Work order: The answer should be an exact repeat of the stretch of material below from the line containing "positive clicks: (191, 212)" through the line containing "positive clicks: (200, 126)".

Data records:
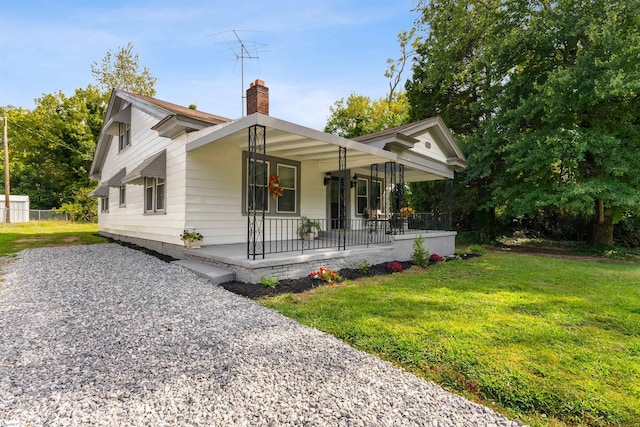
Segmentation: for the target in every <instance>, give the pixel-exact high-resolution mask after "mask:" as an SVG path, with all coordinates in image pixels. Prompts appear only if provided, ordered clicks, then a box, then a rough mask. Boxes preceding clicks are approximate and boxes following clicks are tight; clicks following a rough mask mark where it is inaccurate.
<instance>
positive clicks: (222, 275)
mask: <svg viewBox="0 0 640 427" xmlns="http://www.w3.org/2000/svg"><path fill="white" fill-rule="evenodd" d="M172 264H178V265H181V266H183V267H185V268H188V269H189V270H192V271H193V272H195V273H196V274H197V275H199V276H200V277H203V278H205V279H207V280H209V281H210V282H212V283H213V284H214V285H218V284H220V283H224V282H228V281H230V280H235V278H236V273H234V272H233V271H229V270H225V269H224V268H220V267H216V266H215V265H213V264H209V263H207V262H201V261H195V260H192V259H180V260H177V261H173V262H172Z"/></svg>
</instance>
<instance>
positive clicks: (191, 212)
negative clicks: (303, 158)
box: [185, 143, 326, 245]
mask: <svg viewBox="0 0 640 427" xmlns="http://www.w3.org/2000/svg"><path fill="white" fill-rule="evenodd" d="M242 151H243V150H242V149H241V148H238V147H237V146H234V145H231V144H225V143H213V144H209V145H206V146H203V147H201V148H199V149H197V150H193V151H190V152H188V153H187V156H186V158H187V170H186V176H187V181H188V185H187V187H186V193H185V195H186V209H187V215H186V225H185V226H186V227H188V228H196V229H197V230H198V231H200V232H201V233H202V234H203V235H204V244H205V245H214V244H227V243H244V242H246V241H247V216H246V215H243V214H242V193H243V191H244V189H243V188H242V161H243V160H242ZM268 153H269V148H268V146H267V154H268ZM300 168H301V183H300V188H299V191H300V204H301V206H300V213H301V215H303V216H307V217H309V218H319V219H321V218H325V216H326V188H325V187H324V185H323V178H324V173H321V172H319V171H318V166H317V163H315V162H302V164H301V166H300ZM280 218H281V217H280Z"/></svg>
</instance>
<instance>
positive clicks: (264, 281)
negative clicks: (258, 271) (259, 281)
mask: <svg viewBox="0 0 640 427" xmlns="http://www.w3.org/2000/svg"><path fill="white" fill-rule="evenodd" d="M260 284H261V285H262V286H264V287H265V288H275V287H276V286H278V285H279V284H280V280H278V279H277V278H275V277H267V276H262V277H261V278H260Z"/></svg>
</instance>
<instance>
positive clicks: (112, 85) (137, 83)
mask: <svg viewBox="0 0 640 427" xmlns="http://www.w3.org/2000/svg"><path fill="white" fill-rule="evenodd" d="M91 75H92V76H93V77H94V78H95V79H96V82H97V83H98V87H99V88H100V90H101V91H102V92H103V93H109V92H111V90H112V89H114V88H116V89H122V90H125V91H127V92H131V93H135V94H139V95H147V96H155V94H156V89H155V85H156V81H157V80H158V79H157V78H156V77H153V76H152V75H151V72H150V71H149V69H148V68H147V67H143V68H142V70H140V65H139V58H138V54H135V55H134V53H133V43H131V42H129V43H128V44H127V46H126V47H121V48H120V49H119V50H118V51H117V52H116V53H113V52H111V50H110V49H109V50H108V51H107V54H106V55H105V56H104V58H102V62H101V64H98V63H97V62H95V61H94V62H93V63H92V64H91Z"/></svg>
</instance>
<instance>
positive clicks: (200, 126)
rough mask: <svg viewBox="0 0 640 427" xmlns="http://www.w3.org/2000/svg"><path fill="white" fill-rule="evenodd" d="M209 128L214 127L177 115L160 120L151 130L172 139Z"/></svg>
mask: <svg viewBox="0 0 640 427" xmlns="http://www.w3.org/2000/svg"><path fill="white" fill-rule="evenodd" d="M209 126H215V125H213V124H211V123H205V122H201V121H198V120H194V119H191V118H189V117H185V116H181V115H179V114H171V115H168V116H167V117H165V118H163V119H162V120H160V121H159V122H158V123H157V124H156V125H154V126H153V127H152V128H151V129H153V130H155V131H157V132H158V134H159V135H160V136H163V137H166V138H171V139H173V138H175V137H176V136H178V135H180V134H182V133H183V132H193V131H198V130H201V129H204V128H206V127H209Z"/></svg>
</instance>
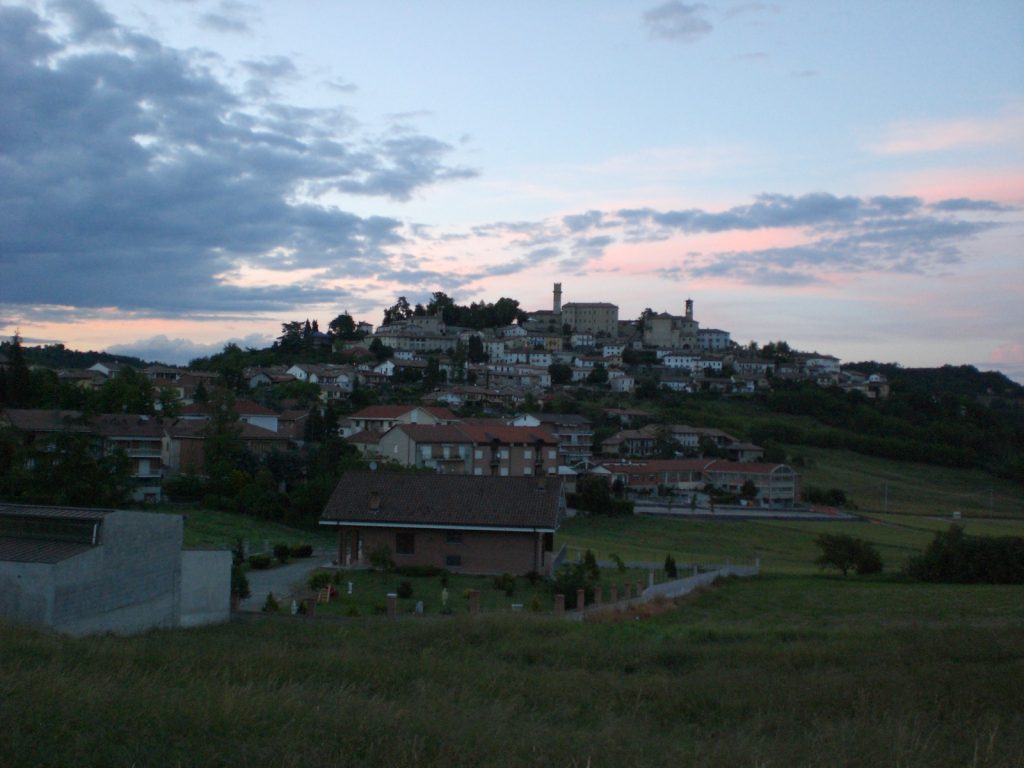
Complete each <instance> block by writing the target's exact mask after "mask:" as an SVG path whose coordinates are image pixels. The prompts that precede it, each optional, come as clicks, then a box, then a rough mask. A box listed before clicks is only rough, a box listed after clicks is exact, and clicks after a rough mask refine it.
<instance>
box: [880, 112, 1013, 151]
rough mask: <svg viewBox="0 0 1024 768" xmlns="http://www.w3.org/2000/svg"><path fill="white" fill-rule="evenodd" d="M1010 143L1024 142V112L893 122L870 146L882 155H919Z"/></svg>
mask: <svg viewBox="0 0 1024 768" xmlns="http://www.w3.org/2000/svg"><path fill="white" fill-rule="evenodd" d="M1010 143H1017V144H1020V143H1024V111H1021V110H1013V111H1009V112H1008V113H1007V114H1005V115H1002V116H999V117H995V118H965V119H961V120H946V121H927V120H908V121H901V122H898V123H893V124H892V125H890V126H889V127H888V128H887V129H886V132H885V135H884V136H883V137H882V138H881V139H879V140H878V141H876V142H874V143H872V144H870V145H869V148H870V150H871V151H872V152H874V153H876V154H878V155H915V154H921V153H931V152H941V151H945V150H959V148H970V147H978V146H993V145H1002V144H1010Z"/></svg>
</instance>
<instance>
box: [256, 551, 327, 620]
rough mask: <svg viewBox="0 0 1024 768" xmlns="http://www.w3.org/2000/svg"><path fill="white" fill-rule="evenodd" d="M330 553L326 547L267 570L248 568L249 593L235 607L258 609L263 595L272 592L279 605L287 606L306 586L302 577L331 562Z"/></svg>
mask: <svg viewBox="0 0 1024 768" xmlns="http://www.w3.org/2000/svg"><path fill="white" fill-rule="evenodd" d="M331 555H332V553H331V552H329V551H327V550H321V551H317V552H313V554H312V557H304V558H302V559H299V560H291V561H290V562H289V563H288V564H287V565H279V566H278V567H275V568H268V569H267V570H250V571H249V572H248V573H246V575H247V577H248V579H249V592H250V593H251V596H250V597H248V598H246V599H245V600H243V601H241V602H240V603H239V610H249V611H259V610H261V609H262V608H263V603H264V602H266V596H267V595H268V594H269V593H271V592H272V593H273V596H274V597H275V598H276V599H278V602H279V603H280V604H281V607H282V609H283V610H284V609H287V608H288V607H289V606H290V605H291V602H292V598H293V597H294V596H295V595H296V594H298V593H299V592H301V591H302V590H304V589H306V578H307V577H308V575H309V573H310V572H311V571H313V570H315V569H316V568H323V567H325V566H327V565H330V564H331Z"/></svg>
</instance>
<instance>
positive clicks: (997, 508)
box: [788, 445, 1024, 519]
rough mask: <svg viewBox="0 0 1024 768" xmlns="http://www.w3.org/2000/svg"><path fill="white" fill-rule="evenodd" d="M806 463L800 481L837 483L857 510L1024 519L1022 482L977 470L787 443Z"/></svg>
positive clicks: (1023, 488) (826, 482)
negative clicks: (942, 465) (1012, 517)
mask: <svg viewBox="0 0 1024 768" xmlns="http://www.w3.org/2000/svg"><path fill="white" fill-rule="evenodd" d="M788 453H790V455H791V456H795V455H800V456H803V457H804V458H805V459H806V460H807V464H806V466H803V467H797V468H796V469H797V471H798V472H800V474H801V476H802V479H803V483H804V485H817V486H819V487H824V488H829V487H838V488H842V489H843V490H845V492H846V493H847V496H848V497H849V498H850V499H852V500H853V501H854V502H855V503H856V504H857V505H858V506H859V507H860V510H861V511H862V512H871V513H876V512H886V511H888V512H894V513H903V514H920V515H938V516H943V517H949V516H950V515H951V514H952V512H954V511H958V512H961V513H962V514H963V515H964V516H965V517H990V516H996V517H1017V518H1020V519H1024V487H1022V486H1021V484H1020V483H1015V482H1012V481H1010V480H1005V479H1001V478H998V477H995V476H993V475H990V474H988V473H986V472H982V471H981V470H980V469H952V468H948V467H939V466H934V465H931V464H915V463H913V462H898V461H892V460H889V459H877V458H873V457H869V456H861V455H860V454H854V453H851V452H849V451H834V450H829V449H817V447H809V446H805V445H796V446H790V447H788Z"/></svg>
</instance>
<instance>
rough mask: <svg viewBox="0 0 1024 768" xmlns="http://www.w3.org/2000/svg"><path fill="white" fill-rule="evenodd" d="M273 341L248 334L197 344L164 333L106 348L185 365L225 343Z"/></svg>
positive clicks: (265, 345)
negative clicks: (188, 362)
mask: <svg viewBox="0 0 1024 768" xmlns="http://www.w3.org/2000/svg"><path fill="white" fill-rule="evenodd" d="M272 343H273V338H272V337H270V336H261V335H259V334H250V335H249V336H246V337H245V338H233V339H224V340H223V341H220V342H216V343H213V344H197V343H196V342H194V341H189V340H188V339H180V338H175V339H171V338H168V337H167V336H164V335H162V334H161V335H159V336H152V337H150V338H147V339H138V340H137V341H133V342H131V343H130V344H115V345H114V346H111V347H109V348H108V350H106V351H108V352H110V353H111V354H127V355H132V356H134V357H139V358H141V359H143V360H160V361H161V362H166V364H170V365H179V366H180V365H185V364H187V362H188V361H189V360H193V359H196V358H197V357H207V356H209V355H211V354H216V353H217V352H220V351H221V350H222V349H223V348H224V347H225V346H226V345H227V344H236V345H238V346H240V347H242V348H243V349H246V348H248V347H252V348H254V349H262V348H263V347H267V346H269V345H270V344H272Z"/></svg>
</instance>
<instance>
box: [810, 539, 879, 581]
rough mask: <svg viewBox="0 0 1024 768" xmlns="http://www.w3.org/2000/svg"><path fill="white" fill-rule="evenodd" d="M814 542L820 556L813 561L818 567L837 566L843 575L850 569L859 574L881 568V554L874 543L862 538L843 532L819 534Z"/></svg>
mask: <svg viewBox="0 0 1024 768" xmlns="http://www.w3.org/2000/svg"><path fill="white" fill-rule="evenodd" d="M815 544H817V545H818V547H820V549H821V556H820V557H818V559H817V560H815V561H814V562H815V564H816V565H817V566H818V567H820V568H837V569H838V570H841V571H842V572H843V575H844V577H845V575H847V573H849V571H850V570H855V571H856V572H857V573H860V574H863V573H878V572H880V571H881V570H882V556H881V555H879V552H878V550H876V549H874V545H872V544H871V543H870V542H865V541H864V540H863V539H854V538H853V537H852V536H846V535H845V534H821V535H820V536H819V537H818V538H817V539H816V540H815Z"/></svg>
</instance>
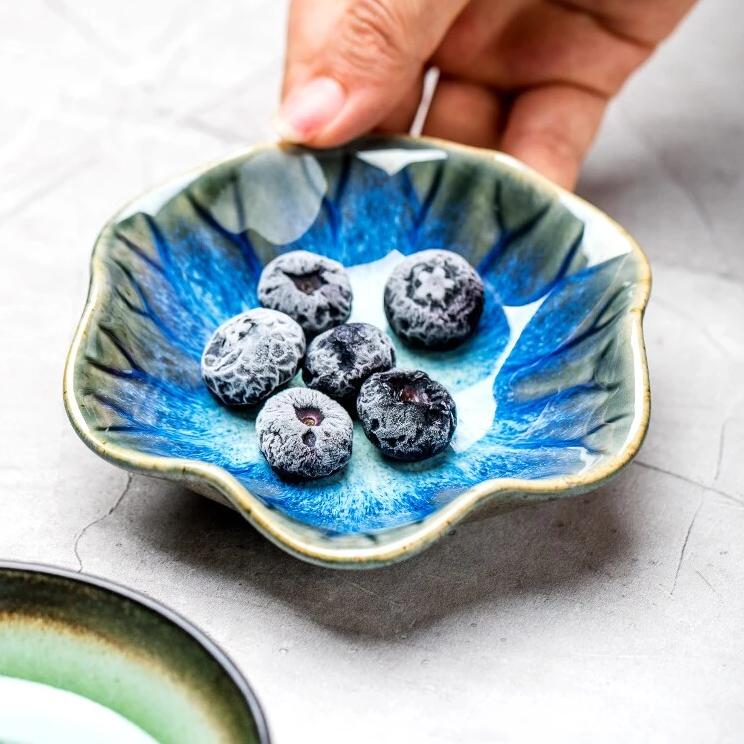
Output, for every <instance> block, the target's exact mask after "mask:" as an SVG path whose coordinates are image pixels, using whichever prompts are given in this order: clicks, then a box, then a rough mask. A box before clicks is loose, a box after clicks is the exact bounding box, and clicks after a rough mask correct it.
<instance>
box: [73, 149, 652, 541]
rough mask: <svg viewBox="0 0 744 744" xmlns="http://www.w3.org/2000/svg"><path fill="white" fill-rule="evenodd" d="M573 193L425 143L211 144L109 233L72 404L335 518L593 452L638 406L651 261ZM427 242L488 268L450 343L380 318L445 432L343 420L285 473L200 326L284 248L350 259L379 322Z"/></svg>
mask: <svg viewBox="0 0 744 744" xmlns="http://www.w3.org/2000/svg"><path fill="white" fill-rule="evenodd" d="M577 211H580V210H576V209H572V208H569V205H568V204H567V203H564V201H563V200H561V199H560V198H558V197H557V195H556V194H554V193H552V192H550V191H549V190H546V189H541V188H538V187H536V186H535V185H534V184H533V183H532V182H531V181H530V180H529V179H527V178H525V177H523V176H522V174H521V173H520V172H519V170H518V169H516V168H515V167H507V166H505V165H504V164H503V163H497V162H496V161H493V162H491V161H488V160H487V159H485V158H484V157H483V156H482V155H476V154H472V153H469V152H467V151H463V150H459V149H458V150H456V149H447V148H444V147H440V146H436V147H434V146H432V145H431V144H427V143H416V142H411V141H396V140H389V139H367V140H363V141H361V142H357V143H355V144H354V145H350V146H348V147H345V148H341V149H337V150H330V151H323V152H310V151H305V150H301V149H292V150H282V149H278V148H274V149H268V150H262V151H258V152H257V153H254V154H248V155H247V156H245V157H242V158H238V159H235V160H233V161H229V162H227V163H224V164H221V165H219V166H217V167H215V168H212V169H211V170H208V171H206V172H204V173H202V174H200V175H199V176H197V177H196V178H194V179H193V180H191V181H189V182H188V183H187V184H185V185H183V186H182V187H181V188H178V189H176V190H175V191H174V192H171V191H169V190H163V191H161V192H155V193H154V194H153V195H150V196H149V197H146V198H143V199H142V200H140V201H139V202H135V203H134V204H133V205H132V206H131V207H130V208H128V209H127V210H125V211H124V212H123V213H121V214H120V215H118V216H117V217H116V218H115V219H114V221H113V222H112V223H111V224H109V225H108V226H107V227H106V228H105V230H104V232H103V233H102V235H101V237H100V239H99V243H98V246H97V248H96V251H97V255H98V256H99V257H101V258H102V260H103V263H104V265H105V272H106V276H107V286H108V292H107V295H106V301H105V302H104V303H103V305H102V306H101V307H100V308H99V309H98V311H97V312H96V313H95V315H94V317H93V319H92V321H91V324H90V328H89V332H88V334H87V336H86V338H85V339H84V343H83V345H82V347H81V353H80V356H79V358H78V359H77V360H76V362H75V396H76V398H77V400H78V404H79V406H80V410H81V411H82V414H83V416H84V417H85V421H86V423H87V425H88V426H89V427H90V429H91V430H93V431H95V432H96V433H97V437H98V438H99V440H101V441H103V442H108V443H111V444H113V445H116V446H120V447H125V448H128V449H130V450H133V451H136V452H139V453H145V454H150V455H159V456H164V457H169V458H182V459H188V460H197V461H203V462H207V463H211V464H214V465H217V466H219V467H221V468H224V469H225V470H226V471H228V472H229V473H231V474H232V475H234V476H235V477H236V478H237V479H238V480H239V481H240V483H241V484H242V485H243V486H244V487H245V488H246V489H248V490H249V491H250V492H251V493H253V494H254V495H255V496H257V497H258V498H259V499H260V500H261V501H262V502H263V503H264V504H266V505H268V506H270V507H271V508H273V509H276V510H278V511H279V512H281V513H282V514H284V515H286V516H288V517H290V518H291V519H293V520H296V521H298V522H300V523H303V524H305V525H307V526H309V527H311V528H312V529H315V530H318V531H319V532H322V533H323V534H324V535H325V536H331V537H332V536H334V535H349V534H357V533H375V532H378V531H385V530H389V529H391V528H394V527H398V526H401V525H407V524H413V523H416V522H419V521H420V520H422V519H424V518H425V517H427V516H428V515H430V514H432V513H433V512H435V511H436V510H438V509H440V508H443V507H445V506H446V505H447V504H449V503H451V502H452V500H453V499H456V498H457V496H458V495H460V494H462V493H464V492H465V491H466V490H467V489H469V488H471V487H472V486H474V485H477V484H479V483H481V482H483V481H487V480H491V479H502V478H509V479H512V478H519V479H526V480H537V479H546V478H552V477H556V476H575V475H579V474H582V473H586V472H587V471H589V470H590V469H591V468H594V467H597V466H601V465H602V463H603V462H605V461H608V460H609V459H611V458H613V457H616V456H617V455H618V453H619V452H620V451H621V449H622V447H623V446H624V443H625V442H626V440H627V438H628V436H629V432H630V431H631V427H632V422H633V418H634V416H635V415H636V414H637V406H636V399H635V398H636V393H635V391H636V389H637V387H638V380H637V375H638V370H637V367H635V366H634V359H633V354H632V353H631V349H630V346H631V342H632V339H631V327H630V324H629V323H628V322H627V319H628V316H629V313H630V310H631V308H632V307H633V306H634V304H637V296H638V291H639V289H638V287H639V282H640V279H641V277H642V275H643V271H644V267H643V266H642V265H641V261H640V260H639V258H638V255H637V254H635V253H633V252H632V251H630V249H629V243H628V242H627V241H625V240H624V239H621V237H620V236H619V234H618V231H617V229H616V227H614V226H611V225H609V223H608V225H604V224H600V223H599V221H598V220H597V217H596V216H594V215H591V216H590V217H589V216H587V215H588V213H587V214H578V213H577ZM589 221H592V223H593V224H592V226H591V234H590V231H589V230H588V226H589V225H588V222H589ZM429 248H446V249H448V250H454V251H457V252H459V253H460V254H462V255H463V256H464V257H465V258H467V259H468V260H469V261H470V262H471V263H472V264H473V265H474V266H476V267H477V269H478V271H479V272H480V274H481V276H482V278H483V280H484V283H485V286H486V302H485V310H484V313H483V317H482V319H481V322H480V326H479V331H478V333H477V334H476V335H475V336H474V337H473V338H472V339H470V340H469V341H468V342H466V343H465V344H464V345H463V346H461V347H459V348H458V349H455V350H452V351H447V352H426V351H420V350H415V351H414V350H412V349H410V348H406V347H405V346H403V345H402V344H401V343H400V342H399V341H398V339H396V338H395V337H394V336H392V337H393V341H394V343H395V346H396V351H397V354H398V366H401V367H418V368H421V369H423V370H425V371H426V372H428V373H429V374H430V376H431V377H433V378H434V379H436V380H439V381H440V382H442V383H443V384H444V385H445V386H447V388H448V389H449V390H450V392H451V393H452V394H453V396H454V397H455V400H456V402H457V405H458V417H459V426H458V430H457V433H456V435H455V439H454V441H453V444H452V446H451V447H450V449H448V450H447V452H446V453H444V454H443V455H440V456H439V457H437V458H434V459H433V460H431V461H428V462H424V463H418V464H401V463H397V462H391V461H388V460H386V459H385V458H383V457H382V456H381V455H380V454H379V453H378V452H377V451H376V450H375V449H374V448H373V447H372V446H371V445H370V443H369V442H368V441H367V439H366V438H365V436H364V434H363V432H362V431H361V428H360V427H359V425H358V423H355V431H354V450H353V455H352V459H351V462H350V464H349V466H348V467H347V468H346V469H345V470H344V471H343V472H341V473H339V474H337V475H334V476H332V477H330V478H327V479H324V480H321V481H316V482H308V483H305V484H299V485H298V484H288V483H286V482H283V481H282V480H281V479H279V478H278V477H277V476H276V475H275V474H274V473H273V472H272V470H271V469H270V468H269V466H268V465H267V463H266V462H265V460H264V459H263V457H262V456H261V454H260V453H259V450H258V445H257V442H256V436H255V430H254V420H255V415H256V413H257V411H248V412H236V411H234V410H228V409H225V408H223V407H221V406H220V405H219V404H218V403H217V402H216V401H215V399H214V398H213V397H212V396H211V395H210V394H209V392H208V391H207V390H206V388H205V387H204V385H203V383H202V381H201V379H200V374H199V358H200V355H201V352H202V349H203V347H204V344H205V343H206V341H207V339H208V338H209V336H210V335H211V333H212V332H213V331H214V329H215V328H216V327H217V326H218V325H219V324H220V323H222V322H223V321H224V320H226V319H227V318H229V317H231V316H233V315H235V314H237V313H239V312H242V311H244V310H247V309H249V308H251V307H255V306H256V304H257V301H256V284H257V281H258V277H259V275H260V272H261V269H262V267H263V266H264V265H265V264H266V263H267V262H268V261H269V260H271V259H272V258H274V257H275V256H276V255H278V254H280V253H283V252H286V251H289V250H295V249H303V250H308V251H313V252H316V253H319V254H321V255H324V256H328V257H330V258H333V259H336V260H338V261H341V262H342V263H343V264H344V265H346V266H347V267H348V268H349V270H350V274H351V277H352V285H353V289H354V292H355V304H354V309H353V312H352V317H351V320H352V321H364V322H370V323H374V324H376V325H379V326H380V327H382V328H387V323H386V321H385V316H384V313H383V310H382V288H383V285H384V282H385V280H386V278H387V276H388V274H389V272H390V270H392V268H393V267H394V266H395V264H396V263H397V261H399V260H400V259H401V258H402V257H403V256H406V255H409V254H411V253H413V252H416V251H419V250H424V249H429ZM391 335H392V333H391ZM292 384H296V385H301V384H302V383H301V380H300V377H299V375H298V377H297V378H295V380H294V381H293V383H292Z"/></svg>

Answer box:
positive clicks: (191, 212)
negative clicks: (303, 158)
box: [185, 143, 326, 245]
mask: <svg viewBox="0 0 640 427" xmlns="http://www.w3.org/2000/svg"><path fill="white" fill-rule="evenodd" d="M242 151H243V150H242V149H241V148H238V147H237V146H234V145H231V144H225V143H213V144H209V145H206V146H203V147H201V148H199V149H197V150H193V151H190V152H188V153H187V156H186V158H187V170H186V176H187V181H188V185H187V187H186V193H185V195H186V209H187V215H186V225H185V226H186V227H188V228H196V229H197V230H198V231H200V232H201V233H202V234H203V235H204V244H205V245H214V244H227V243H244V242H246V241H247V216H246V215H243V214H242V193H243V191H244V189H243V188H242V161H243V160H242ZM268 153H269V148H268V146H267V154H268ZM300 168H301V183H300V188H299V191H300V204H301V206H300V213H301V215H303V216H307V217H309V218H319V219H321V218H325V216H326V188H325V187H324V185H323V178H324V173H321V172H319V171H318V166H317V163H315V162H302V164H301V166H300ZM280 218H281V217H280Z"/></svg>
</instance>
<instance>
positive clicks: (264, 281)
negative clicks: (258, 271) (259, 281)
mask: <svg viewBox="0 0 640 427" xmlns="http://www.w3.org/2000/svg"><path fill="white" fill-rule="evenodd" d="M260 284H261V285H262V286H264V287H265V288H275V287H276V286H278V285H279V284H280V280H278V279H277V278H275V277H267V276H262V277H261V278H260Z"/></svg>
</instance>
<instance>
positive clicks: (112, 85) (137, 83)
mask: <svg viewBox="0 0 640 427" xmlns="http://www.w3.org/2000/svg"><path fill="white" fill-rule="evenodd" d="M91 75H92V76H93V77H94V78H95V79H96V82H97V83H98V87H99V88H100V90H101V91H102V92H103V93H109V92H111V90H112V89H114V88H116V89H122V90H125V91H127V92H131V93H135V94H139V95H147V96H155V94H156V89H155V85H156V81H157V80H158V79H157V78H156V77H153V76H152V75H151V72H150V71H149V69H148V68H147V67H143V68H142V70H140V65H139V58H138V54H135V55H134V53H133V43H131V42H129V43H128V44H127V46H126V47H121V48H120V49H119V50H118V51H117V52H116V53H113V52H111V50H110V49H109V50H108V51H107V54H106V55H105V56H104V58H102V62H101V64H98V63H97V62H95V61H94V62H93V63H92V64H91Z"/></svg>
</instance>
<instance>
positive clicks: (200, 126)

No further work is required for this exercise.